**PAGE TEXT**
>>>
Publication Spotlight: Higher Mast Cell Accumulation in Human Adipose Tissues Defines Clinically Favorable Obesity Sub-Phenotypes

Publication Spotlight: Higher Mast Cell Accumulation in Human Adipose Tissues Defines Clinically Favorable Obesity Sub-Phenotypes

We are pleased to speak with Dr. Assaf Rudich, and Dr. Matthais Blüher, authors of an innovative new publication of interest to the global obesity medical and scientific community. Their work in identifying human obesity sub-types may lead to improvements in clinical management of patients with obesity.

Congratulations to both of you on this collaboration between Ben-Gurion University of the Negev, Beer-Sheva, Tel Aviv University, and The University of Leipzig.

At present, in order to identify obesity phenotypes, practitioners use clinical-based stratifications, both cross-sectionally and prospectively.

Please give us the top line message from your new research.
<<<
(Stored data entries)
>>>
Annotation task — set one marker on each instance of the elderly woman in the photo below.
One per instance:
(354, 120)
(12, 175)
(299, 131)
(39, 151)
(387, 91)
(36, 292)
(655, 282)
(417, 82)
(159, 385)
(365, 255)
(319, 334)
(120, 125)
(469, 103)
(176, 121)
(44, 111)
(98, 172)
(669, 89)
<<<
**QUESTIONS ON THE MATERIAL**
A – Answer these questions about the publication spotlight, one line each:
(i) Which two authors does the publication spotlight speak with?
(ii) Which universities took part in the collaboration?
(iii) What do practitioners currently use to identify obesity phenotypes?
B – Continue the publication spotlight on mast cells in human adipose tissue, starting right after its final sentence.

**TASK ANSWERS**
A –
(i) Dr. Assaf Rudich and Dr. Matthais Blüher
(ii) Ben-Gurion University of the Negev, Beer-Sheva; Tel Aviv University; and The University of Leipzig
(iii) Clinical-based stratifications, both cross-sectionally and prospectively

B –
This study hypothesized that greater adipose tissue accumulation of Mast cells – a specific immune cell –  would indicate a more inflammatory adipose tissue, and therefore, would associate with a high cardio-metabolic risk obesity subphenotype. The results, confirmed in 3 independent cohorts of patients with obesity (BMI30 kg/m2), indicate the opposite:

Higher accumulation of Mast cells in visceral adipose tissue associates with a “better”, lower cardio-metabolic risk, obesity phenotype. This was seen even when the studied population was sub-divided to those with diabetes, division by sex, or by the degree of obesity. Yet, most importantly, beyond cross-sectional associations, the study found in 2 independent cohorts an association between higher Mast cell accumulation in adipose tissue obtained during surgery and greater weight loss response to bariatric surgery. 

How can measures of adipose tissue inflammation improve our understanding of new obesity phenotypes?

Adipose tissue inflammation is a complex phenomenon, first of all because inflammation is a multi-layered process that may indicate and/mediate both chronic tissue damage as well as resolution of such damage. Macrophage infiltration of adipose tissue, especially pro-inflammatory macrophage sub-types, is linked with a more severe cardiometabolic obesity phenotype. Conversely, our study shows that Mast cells accumulation in the adipose tissue indicates the opposite. Indeed, higher expression of macrophages genes or their formations in adipose tissue (“crown-like structures”) associate with lower accumulation of mast cells. These underscore the notion that adipose tissue containes valuable information for sub-phenotyping obesity and for directing more personalized obesity management.   

Can this also have an impact on identifying cardio-metabolic risk factors and to support post surgical care for patients who have had bariatric surgery?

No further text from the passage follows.